• [Supplied data]

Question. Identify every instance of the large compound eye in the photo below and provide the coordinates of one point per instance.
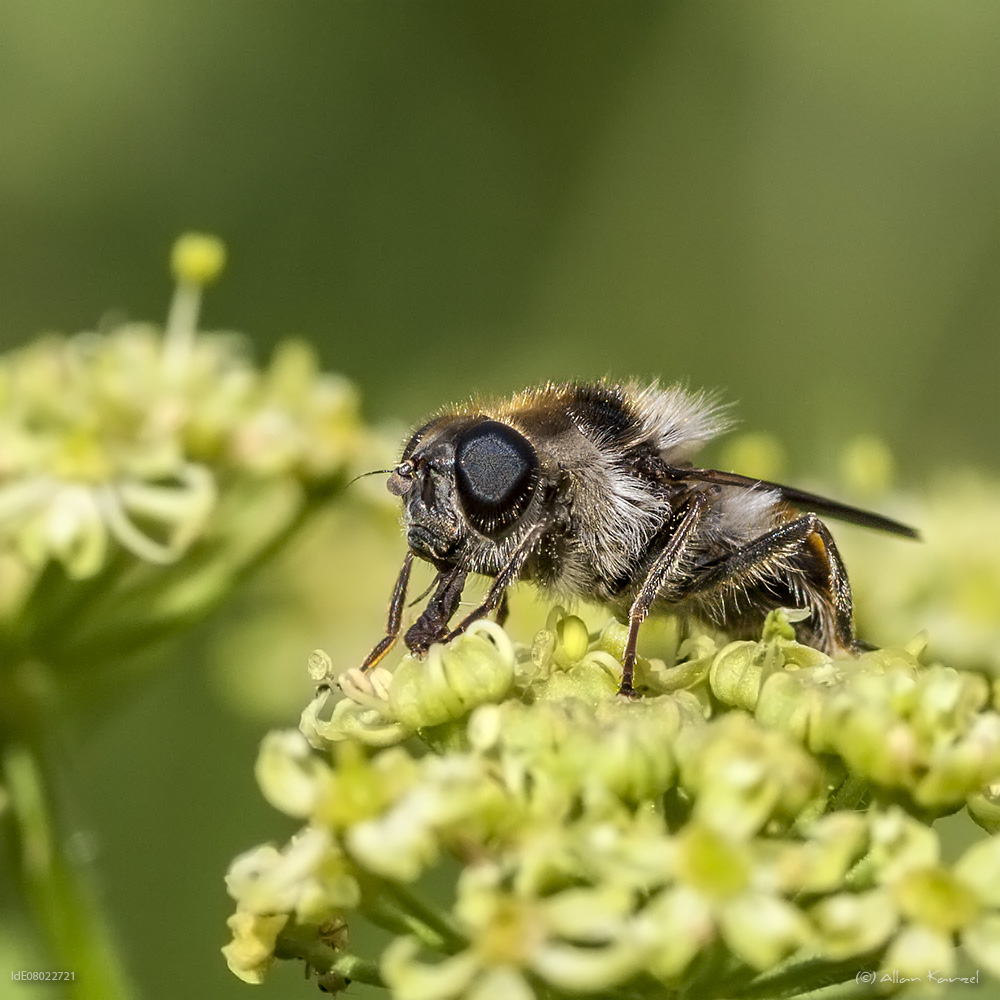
(495, 471)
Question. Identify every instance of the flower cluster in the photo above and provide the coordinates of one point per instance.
(688, 842)
(128, 435)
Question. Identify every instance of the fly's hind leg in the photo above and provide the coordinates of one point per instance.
(799, 559)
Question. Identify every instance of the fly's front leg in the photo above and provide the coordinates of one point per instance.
(496, 595)
(803, 552)
(432, 625)
(395, 615)
(665, 570)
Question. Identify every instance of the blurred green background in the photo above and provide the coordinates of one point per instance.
(795, 202)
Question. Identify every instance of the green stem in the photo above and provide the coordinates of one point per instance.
(58, 885)
(428, 915)
(834, 978)
(293, 943)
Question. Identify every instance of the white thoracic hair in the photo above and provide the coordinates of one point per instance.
(677, 420)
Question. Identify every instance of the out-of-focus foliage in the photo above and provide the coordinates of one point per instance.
(762, 802)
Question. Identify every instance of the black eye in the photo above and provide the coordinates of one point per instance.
(495, 471)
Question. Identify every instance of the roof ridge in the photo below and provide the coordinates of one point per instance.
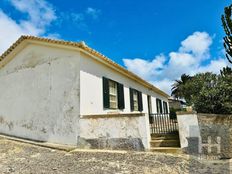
(83, 46)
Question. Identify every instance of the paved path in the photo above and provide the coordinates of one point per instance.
(16, 157)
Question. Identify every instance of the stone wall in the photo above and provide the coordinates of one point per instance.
(206, 135)
(188, 128)
(217, 131)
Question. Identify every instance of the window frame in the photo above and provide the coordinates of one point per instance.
(159, 106)
(113, 94)
(136, 96)
(119, 94)
(165, 107)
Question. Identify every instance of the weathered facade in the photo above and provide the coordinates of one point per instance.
(54, 91)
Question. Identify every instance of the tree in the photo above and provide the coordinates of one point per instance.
(227, 25)
(208, 92)
(178, 88)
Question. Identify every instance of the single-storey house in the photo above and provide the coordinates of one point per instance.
(68, 93)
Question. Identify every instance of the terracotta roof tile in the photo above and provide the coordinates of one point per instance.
(83, 46)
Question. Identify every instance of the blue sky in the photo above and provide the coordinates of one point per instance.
(158, 40)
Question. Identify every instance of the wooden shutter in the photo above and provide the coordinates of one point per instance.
(165, 105)
(121, 103)
(140, 101)
(131, 99)
(158, 106)
(161, 108)
(106, 98)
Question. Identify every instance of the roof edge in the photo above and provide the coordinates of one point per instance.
(93, 52)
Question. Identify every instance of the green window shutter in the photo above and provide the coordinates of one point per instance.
(140, 101)
(158, 105)
(131, 99)
(106, 97)
(165, 105)
(121, 103)
(161, 108)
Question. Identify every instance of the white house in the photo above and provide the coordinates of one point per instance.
(68, 93)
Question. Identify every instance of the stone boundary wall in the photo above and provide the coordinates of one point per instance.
(217, 130)
(206, 135)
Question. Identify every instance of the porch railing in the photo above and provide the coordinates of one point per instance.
(162, 124)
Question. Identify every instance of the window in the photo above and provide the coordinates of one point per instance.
(136, 100)
(159, 106)
(165, 107)
(113, 94)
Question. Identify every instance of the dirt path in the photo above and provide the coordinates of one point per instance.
(16, 157)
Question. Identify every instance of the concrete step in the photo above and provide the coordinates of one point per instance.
(165, 143)
(165, 136)
(166, 150)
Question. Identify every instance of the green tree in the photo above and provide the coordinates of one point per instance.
(210, 93)
(227, 25)
(179, 87)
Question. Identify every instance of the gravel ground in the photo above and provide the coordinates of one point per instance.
(16, 157)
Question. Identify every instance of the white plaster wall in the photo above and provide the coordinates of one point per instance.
(40, 95)
(188, 128)
(91, 98)
(116, 127)
(91, 102)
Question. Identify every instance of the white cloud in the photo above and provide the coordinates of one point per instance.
(198, 44)
(162, 72)
(39, 14)
(144, 68)
(94, 13)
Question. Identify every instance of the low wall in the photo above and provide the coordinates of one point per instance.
(217, 131)
(188, 128)
(206, 135)
(120, 131)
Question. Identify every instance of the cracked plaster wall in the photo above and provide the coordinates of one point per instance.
(40, 95)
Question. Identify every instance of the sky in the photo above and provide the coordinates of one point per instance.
(158, 40)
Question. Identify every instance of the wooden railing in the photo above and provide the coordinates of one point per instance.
(162, 124)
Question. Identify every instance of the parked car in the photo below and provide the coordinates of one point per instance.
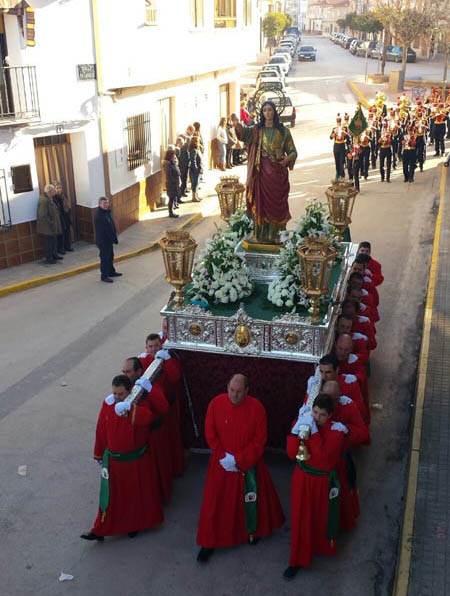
(284, 52)
(347, 42)
(395, 54)
(307, 53)
(276, 67)
(271, 83)
(354, 45)
(282, 60)
(367, 46)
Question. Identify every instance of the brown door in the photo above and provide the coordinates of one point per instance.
(54, 162)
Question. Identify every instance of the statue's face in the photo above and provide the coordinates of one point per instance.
(268, 112)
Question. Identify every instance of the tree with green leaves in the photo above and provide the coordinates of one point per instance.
(273, 25)
(405, 25)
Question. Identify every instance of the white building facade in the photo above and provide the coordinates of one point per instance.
(105, 88)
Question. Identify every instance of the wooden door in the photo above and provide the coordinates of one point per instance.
(54, 162)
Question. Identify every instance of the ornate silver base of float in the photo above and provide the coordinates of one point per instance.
(288, 336)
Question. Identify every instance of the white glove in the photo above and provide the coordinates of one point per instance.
(228, 463)
(303, 420)
(305, 409)
(122, 407)
(144, 383)
(344, 400)
(340, 427)
(163, 354)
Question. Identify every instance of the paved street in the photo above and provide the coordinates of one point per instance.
(62, 343)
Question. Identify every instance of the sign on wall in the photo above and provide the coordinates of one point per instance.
(86, 72)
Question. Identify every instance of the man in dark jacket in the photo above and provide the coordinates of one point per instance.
(184, 160)
(105, 237)
(48, 223)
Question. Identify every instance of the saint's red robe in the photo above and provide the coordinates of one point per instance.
(135, 499)
(169, 381)
(241, 431)
(309, 496)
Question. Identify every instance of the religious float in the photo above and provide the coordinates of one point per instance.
(265, 310)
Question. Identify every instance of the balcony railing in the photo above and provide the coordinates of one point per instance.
(19, 100)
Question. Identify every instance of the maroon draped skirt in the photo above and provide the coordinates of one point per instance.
(268, 199)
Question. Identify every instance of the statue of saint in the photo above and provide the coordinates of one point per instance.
(271, 153)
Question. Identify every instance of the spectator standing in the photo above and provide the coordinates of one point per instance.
(64, 240)
(232, 142)
(244, 114)
(195, 166)
(173, 178)
(105, 237)
(48, 223)
(184, 160)
(222, 140)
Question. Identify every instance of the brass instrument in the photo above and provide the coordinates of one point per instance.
(304, 431)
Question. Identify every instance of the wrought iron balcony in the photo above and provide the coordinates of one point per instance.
(19, 100)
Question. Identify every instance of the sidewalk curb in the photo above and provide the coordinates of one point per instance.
(358, 94)
(39, 281)
(402, 574)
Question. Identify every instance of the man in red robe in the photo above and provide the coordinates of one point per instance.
(345, 411)
(374, 266)
(159, 440)
(360, 342)
(239, 500)
(169, 381)
(129, 496)
(315, 485)
(329, 371)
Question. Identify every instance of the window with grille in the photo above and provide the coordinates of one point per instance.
(197, 13)
(224, 13)
(21, 179)
(139, 140)
(151, 12)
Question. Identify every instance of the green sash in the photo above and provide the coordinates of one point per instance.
(250, 501)
(333, 496)
(104, 482)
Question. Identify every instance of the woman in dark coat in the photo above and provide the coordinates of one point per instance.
(195, 166)
(173, 178)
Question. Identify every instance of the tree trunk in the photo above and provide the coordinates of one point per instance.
(403, 72)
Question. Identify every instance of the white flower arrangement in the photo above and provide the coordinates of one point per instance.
(220, 275)
(286, 290)
(240, 223)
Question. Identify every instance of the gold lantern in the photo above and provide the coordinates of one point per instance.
(317, 257)
(341, 199)
(231, 196)
(178, 249)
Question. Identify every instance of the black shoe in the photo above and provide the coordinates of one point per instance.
(92, 536)
(290, 573)
(204, 554)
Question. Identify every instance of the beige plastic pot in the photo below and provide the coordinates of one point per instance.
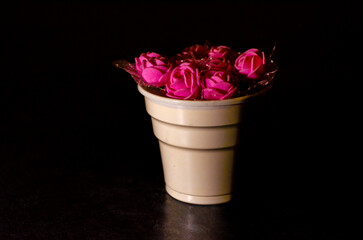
(197, 142)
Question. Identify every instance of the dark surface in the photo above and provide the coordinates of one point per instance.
(78, 159)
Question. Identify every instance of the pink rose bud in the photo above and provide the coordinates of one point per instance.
(195, 51)
(153, 68)
(219, 64)
(219, 85)
(184, 82)
(222, 52)
(251, 64)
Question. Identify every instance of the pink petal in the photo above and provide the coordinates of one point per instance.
(211, 94)
(151, 75)
(223, 86)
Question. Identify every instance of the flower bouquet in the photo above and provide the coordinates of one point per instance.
(203, 73)
(196, 100)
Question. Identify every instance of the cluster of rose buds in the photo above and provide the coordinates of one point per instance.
(200, 72)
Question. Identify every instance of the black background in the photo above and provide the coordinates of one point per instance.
(78, 156)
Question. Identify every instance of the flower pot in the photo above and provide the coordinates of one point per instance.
(197, 142)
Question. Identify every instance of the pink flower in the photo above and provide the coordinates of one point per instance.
(196, 51)
(251, 64)
(184, 82)
(221, 52)
(153, 68)
(219, 64)
(218, 85)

• [What needs to be done] Can you copy out verbatim every line from the one containing "Question. Identify every instance of the flower bouquet" through the last line of the entries, both ends included?

• [Reply]
Question. Identify every instance of the flower bouquet in the photo above and provide the coordinates of one point per instance.
(203, 73)
(196, 100)
Question. Identify every instance of the cluster of rose buds in the photo above and provide the coordinates of one point per instance.
(200, 72)
Question. Identify every instance of the black background in the photo above and provide the coordinates of one point per instance.
(78, 156)
Question. Identify every instance of the flower pot in the photo above and provide the coordinates of one point per instance.
(197, 142)
Question. Identify every instance of the pink flower in the photo above and provide the coordinates of one point per instance.
(196, 51)
(251, 64)
(184, 82)
(221, 52)
(153, 68)
(219, 64)
(218, 85)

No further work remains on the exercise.